◆ **Document excerpt**:
<<<<
Enables counting number of phonating animals
A-tag can be used to count the number of animals acoustically. Two ultrasonic hydrophones of A-tag enables to record sound pressure at each hydrophones as well as the sound source direction calculated by the sound arrival time difference between two hydrophone. Identification of each sound source can be used to descriminate each phonating animal individually.
Simple operation
A-tag is a small and stand-alone system. The water registant body of A-tag sizes 21 mm in diameter and 108 mm in length + external stereo hydrophones. All of the data is stored in the flash memory of A-tag and is downloaded after you retrieve it. A-tag works up to 40 hours by CR2 lithium battery (standard type)and one month by two D cells for long-life stationed type (optional).
>>>>
◆ **Task A**:
Decide whether each statement below agrees with the description of A-tag. Answer yes or no for each, quoting the words of the description that settle it.
(i) A-tag is fitted with two ultrasonic hydrophones.
(ii) A-tag sends its data out in real time while it is deployed.
(iii) The standard type runs for up to 40 hours on a CR2 lithium battery.
◆ **Task B**:
Rewrite the A-tag description from "Simple operation" up to and including "stationed type (optional).", substituting "internal memory" for "flash memory".
◆ **Task C**:
Extend the description of the A-tag acoustic recorder, continuing after its final sentence.

Image point grounding data:
<<<<
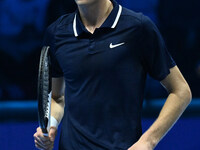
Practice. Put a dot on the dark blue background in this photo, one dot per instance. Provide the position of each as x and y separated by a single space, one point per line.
22 26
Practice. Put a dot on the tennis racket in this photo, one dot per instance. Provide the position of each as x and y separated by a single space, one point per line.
44 90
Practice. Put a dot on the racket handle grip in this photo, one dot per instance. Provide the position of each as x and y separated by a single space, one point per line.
46 134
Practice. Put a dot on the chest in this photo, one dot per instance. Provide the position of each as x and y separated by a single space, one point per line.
97 55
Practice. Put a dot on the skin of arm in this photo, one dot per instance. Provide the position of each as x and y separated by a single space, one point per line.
57 111
57 101
178 99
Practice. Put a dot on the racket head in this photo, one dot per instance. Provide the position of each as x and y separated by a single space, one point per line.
44 89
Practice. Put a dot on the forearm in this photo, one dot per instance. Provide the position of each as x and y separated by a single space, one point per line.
174 106
57 108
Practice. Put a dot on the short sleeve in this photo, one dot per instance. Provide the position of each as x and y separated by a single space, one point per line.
49 40
157 60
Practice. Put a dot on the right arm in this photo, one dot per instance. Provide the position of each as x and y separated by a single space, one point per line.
57 101
57 111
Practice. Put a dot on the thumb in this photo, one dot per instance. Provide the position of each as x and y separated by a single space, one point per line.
52 133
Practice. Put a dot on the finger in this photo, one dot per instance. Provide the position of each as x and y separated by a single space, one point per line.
39 146
39 129
45 143
43 147
52 133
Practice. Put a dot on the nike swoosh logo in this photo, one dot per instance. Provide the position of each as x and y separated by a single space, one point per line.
116 45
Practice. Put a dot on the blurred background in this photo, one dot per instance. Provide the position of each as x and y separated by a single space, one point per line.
22 26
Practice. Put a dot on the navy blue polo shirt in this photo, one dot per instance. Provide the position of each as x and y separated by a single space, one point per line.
105 75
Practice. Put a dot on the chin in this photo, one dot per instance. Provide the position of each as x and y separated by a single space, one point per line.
84 2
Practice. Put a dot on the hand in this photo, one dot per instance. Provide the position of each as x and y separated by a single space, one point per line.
141 146
42 142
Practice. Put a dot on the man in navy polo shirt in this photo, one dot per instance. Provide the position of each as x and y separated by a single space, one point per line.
101 55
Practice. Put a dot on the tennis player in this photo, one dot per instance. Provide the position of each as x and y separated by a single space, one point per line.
101 55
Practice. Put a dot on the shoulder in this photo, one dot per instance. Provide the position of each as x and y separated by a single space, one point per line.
64 20
136 19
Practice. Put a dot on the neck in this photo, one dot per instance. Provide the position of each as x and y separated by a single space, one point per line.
93 15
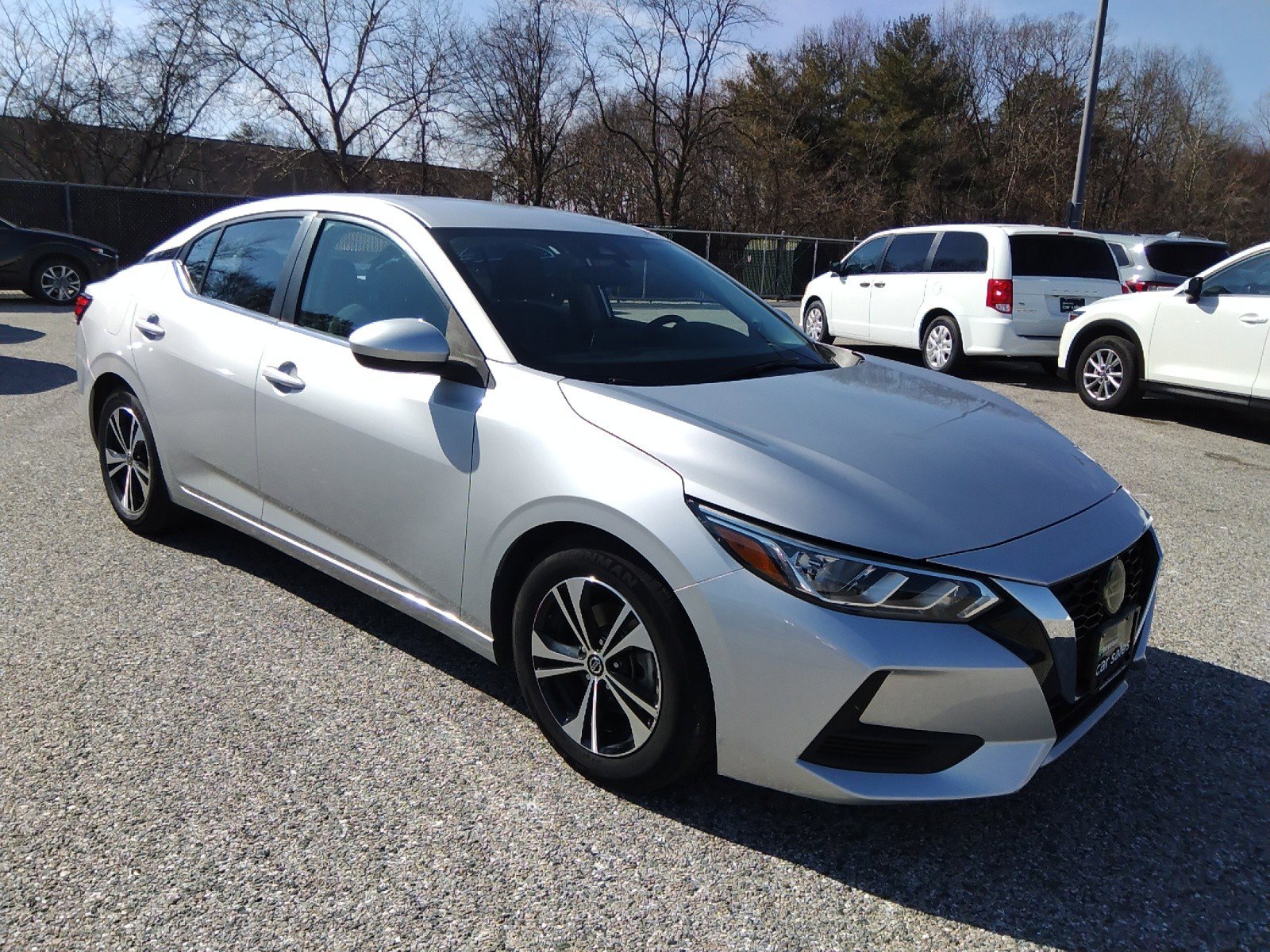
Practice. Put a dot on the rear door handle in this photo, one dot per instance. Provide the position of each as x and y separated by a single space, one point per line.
150 327
283 378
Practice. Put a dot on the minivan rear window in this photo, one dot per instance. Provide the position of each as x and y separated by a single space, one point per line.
1185 258
1062 257
960 251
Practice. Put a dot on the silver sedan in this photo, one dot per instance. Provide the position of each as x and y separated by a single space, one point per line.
>>>>
◆ **Answer A**:
(i) Yes: "Two ultrasonic hydrophones of A-tag"
(ii) No: "All of the data is stored in the flash memory of A-tag and is downloaded after you retrieve it."
(iii) Yes: "A-tag works up to 40 hours by CR2 lithium battery (standard type)"

◆ **Answer B**:
Simple operation
A-tag is a small and stand-alone system. The water registant body of A-tag sizes 21 mm in diameter and 108 mm in length + external stereo hydrophones. All of the data is stored in the internal memory of A-tag and is downloaded after you retrieve it. A-tag works up to 40 hours by CR2 lithium battery (standard type)and one month by two D cells for long-life stationed type (optional).

◆ **Answer C**:
Open source
A-tag offers open source. For data analysis, Igor (Wavemetrics, AZ, USA) has been used. Source code of the noise reduction and identification of biosonar clicks is archived in this web page. You can download and modify the parameters to fit your animals and noise conditions.
See this page to download software, manual and sample data sets.
What can NOT do?
A-tag does not record sound waveform. It is event recorder of each pulse with received sound pressure level over the pre-set detection threshold level. Although the 70 kHz high-pass filter in A-tag reject the low frequency noise due to engine operation and water flow, heavy snapping shrimp noise in warm waters could reduce the detection performance of A-tag.